::: Source material

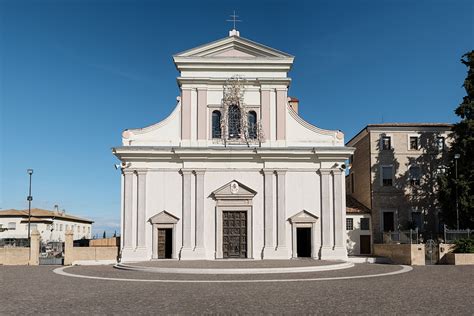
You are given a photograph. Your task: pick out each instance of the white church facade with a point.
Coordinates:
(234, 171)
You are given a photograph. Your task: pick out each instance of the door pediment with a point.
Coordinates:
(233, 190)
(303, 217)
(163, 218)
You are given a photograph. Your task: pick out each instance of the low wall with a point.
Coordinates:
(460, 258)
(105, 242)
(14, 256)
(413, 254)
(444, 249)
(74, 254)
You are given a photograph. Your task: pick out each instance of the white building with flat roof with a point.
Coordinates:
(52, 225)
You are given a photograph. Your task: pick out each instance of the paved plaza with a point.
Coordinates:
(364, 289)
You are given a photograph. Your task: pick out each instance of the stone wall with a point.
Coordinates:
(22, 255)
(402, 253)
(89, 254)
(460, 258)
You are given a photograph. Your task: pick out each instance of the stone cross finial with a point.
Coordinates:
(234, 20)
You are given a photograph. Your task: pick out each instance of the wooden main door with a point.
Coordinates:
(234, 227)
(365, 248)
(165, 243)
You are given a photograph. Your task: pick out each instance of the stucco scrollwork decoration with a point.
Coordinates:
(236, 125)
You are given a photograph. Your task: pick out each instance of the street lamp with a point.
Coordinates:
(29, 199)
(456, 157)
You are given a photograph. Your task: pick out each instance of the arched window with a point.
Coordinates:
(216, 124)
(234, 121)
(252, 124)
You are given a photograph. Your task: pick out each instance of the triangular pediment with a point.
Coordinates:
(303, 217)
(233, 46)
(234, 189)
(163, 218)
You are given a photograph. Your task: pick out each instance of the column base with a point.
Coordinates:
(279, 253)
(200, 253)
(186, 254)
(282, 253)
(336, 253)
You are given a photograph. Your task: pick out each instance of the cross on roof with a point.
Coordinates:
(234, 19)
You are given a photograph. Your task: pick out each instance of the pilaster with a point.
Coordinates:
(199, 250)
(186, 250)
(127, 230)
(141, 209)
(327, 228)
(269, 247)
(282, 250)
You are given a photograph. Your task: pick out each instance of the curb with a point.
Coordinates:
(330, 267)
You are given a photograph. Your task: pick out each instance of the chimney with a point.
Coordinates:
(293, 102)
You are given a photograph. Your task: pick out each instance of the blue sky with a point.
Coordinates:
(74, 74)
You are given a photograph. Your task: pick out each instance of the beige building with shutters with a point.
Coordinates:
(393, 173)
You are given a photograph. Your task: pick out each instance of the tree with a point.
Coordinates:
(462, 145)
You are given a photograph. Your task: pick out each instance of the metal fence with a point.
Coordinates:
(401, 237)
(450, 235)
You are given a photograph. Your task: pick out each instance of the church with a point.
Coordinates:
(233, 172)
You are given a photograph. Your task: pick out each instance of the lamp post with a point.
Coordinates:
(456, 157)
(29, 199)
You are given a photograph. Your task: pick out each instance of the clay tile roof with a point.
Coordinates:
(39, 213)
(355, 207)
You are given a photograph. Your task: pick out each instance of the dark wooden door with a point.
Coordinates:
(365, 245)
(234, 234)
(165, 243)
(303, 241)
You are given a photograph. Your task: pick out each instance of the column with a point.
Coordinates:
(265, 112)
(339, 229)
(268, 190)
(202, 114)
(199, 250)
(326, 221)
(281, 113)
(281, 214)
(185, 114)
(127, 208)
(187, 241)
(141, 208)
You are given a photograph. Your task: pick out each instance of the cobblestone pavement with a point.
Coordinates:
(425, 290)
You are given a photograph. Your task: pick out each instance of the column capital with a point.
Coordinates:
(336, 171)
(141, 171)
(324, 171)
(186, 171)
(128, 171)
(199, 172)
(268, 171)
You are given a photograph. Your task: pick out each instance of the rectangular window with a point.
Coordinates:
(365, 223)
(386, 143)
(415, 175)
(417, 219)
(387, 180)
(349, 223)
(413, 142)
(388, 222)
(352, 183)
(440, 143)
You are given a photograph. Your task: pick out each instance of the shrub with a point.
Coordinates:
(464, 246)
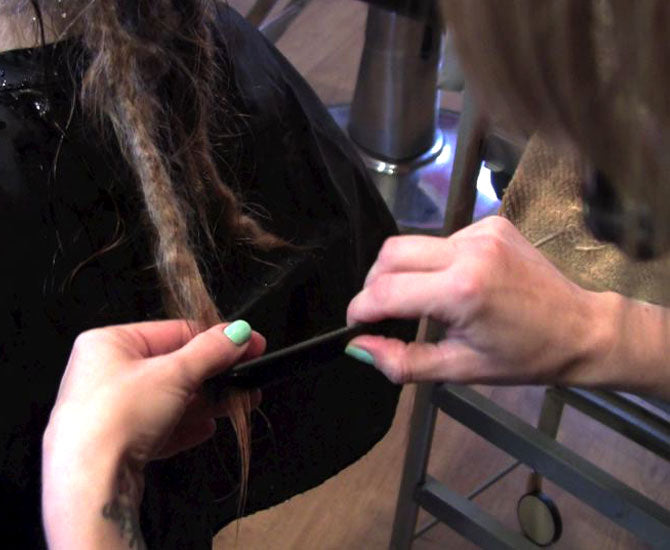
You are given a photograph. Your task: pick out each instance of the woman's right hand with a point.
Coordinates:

::::::

Problem to work on: The listing above must be printed again exactly, minus its pictures.

Finished exercise:
You are given a photograph. Your task: pick out each instance of the white church facade with a point.
Coordinates:
(234, 171)
You are given a photograph. Your task: pick out each instance of the door pediment with a point.
Coordinates:
(233, 190)
(303, 217)
(163, 218)
You are given a photograph. Your task: pick out each instance of the low wall with a point.
Coordinates:
(460, 258)
(105, 242)
(14, 256)
(413, 254)
(444, 249)
(74, 254)
You are given a photograph. Your task: pick out each instance of the white building with flat roof with a point.
Coordinates:
(52, 225)
You are given a photograph. Your task: pick out each instance of the paved plaza with a point.
Coordinates:
(364, 289)
You are given a photograph. Your task: pick out each instance of the stone wall with a point.
Coordinates:
(22, 255)
(402, 253)
(89, 254)
(460, 258)
You are given a photograph. Your task: pick out each instance of the stone cross finial with a point.
Coordinates:
(234, 20)
You are given a photograph. Your task: pick out each instance of the wooden main door with a point.
Coordinates:
(234, 227)
(365, 248)
(165, 243)
You are given a photograph. Your task: pick out each instance of the stucco scrollwork decoration with a point.
Coordinates:
(236, 125)
You are given a photograph. Your task: pick out each instance of the street lamp with a point.
Coordinates:
(29, 199)
(456, 157)
You are given a photograph. Your task: pick out each instance of the arched window with a point.
Coordinates:
(216, 124)
(234, 121)
(252, 124)
You are given a photograph. Your task: pick out each instance of the triangular pediment with a point.
Coordinates:
(303, 217)
(233, 46)
(234, 189)
(163, 218)
You are given a photograph. Your task: pick out each instance of the column base with a point.
Coordinates:
(279, 253)
(200, 253)
(186, 254)
(282, 253)
(336, 253)
You are given a photograph. Your task: pick out each instance of the cross on roof with a point.
Coordinates:
(234, 19)
You are given a photograph. Your task: pick out each instance of the pilaster with a point.
Coordinates:
(199, 250)
(186, 250)
(127, 230)
(141, 209)
(327, 228)
(269, 247)
(282, 250)
You are given a photograph. Your task: pick out each instance of the curb with a point.
Coordinates:
(330, 267)
You are given a photograph. Your task: pick out each instance of the chimney with a point.
Coordinates:
(293, 102)
You are given a photograph. Your task: pick out each instance of the blue sky with a point.
Coordinates:
(74, 74)
You are given a photograph. Your task: pick out each instance of the beige building with shutters with a point.
Coordinates:
(393, 173)
You are given a photograph. Your task: pick out each instance of the tree with a point.
Coordinates:
(462, 145)
You are given a photograph. Your task: pick out each instance of the metal fence with a point.
Coordinates:
(401, 237)
(450, 235)
You are given a photograph. Your task: pick out each instance of the church with a point.
Coordinates:
(233, 172)
You are given a photograph. Your task: pick out each instance of the lamp post with a point.
Coordinates:
(456, 157)
(29, 199)
You are given a photograph. Your task: pick out each instance of the clay tile roof with a point.
Coordinates:
(39, 213)
(355, 207)
You are given a photograph. Your task: pick out each instance of the dark wooden door with a point.
Coordinates:
(365, 245)
(234, 234)
(165, 243)
(303, 241)
You are given a photograph. Your task: pick out each instance of the column with a point.
Coordinates:
(265, 112)
(339, 229)
(268, 190)
(202, 114)
(199, 250)
(326, 221)
(281, 113)
(281, 214)
(185, 114)
(127, 208)
(187, 241)
(141, 208)
You are given a photograph. Your task: pick out each instance of the cobblestone pavement with a point.
Coordinates:
(425, 290)
You are given a photograph. Your task: pick out each instance of the column capital with a point.
Coordinates:
(336, 171)
(141, 171)
(324, 171)
(186, 171)
(128, 171)
(199, 172)
(268, 171)
You are given a photograph. Your task: pick out each instance of the rectangular window with a point.
Coordinates:
(365, 223)
(386, 143)
(415, 175)
(417, 219)
(387, 180)
(349, 223)
(413, 142)
(388, 222)
(352, 183)
(440, 143)
You are given a photograph. Your task: pick out each instance of the shrub with a point.
Coordinates:
(464, 246)
You are given a photograph. Your task: pick out each instance of the woman's right hand with a point.
Coordinates:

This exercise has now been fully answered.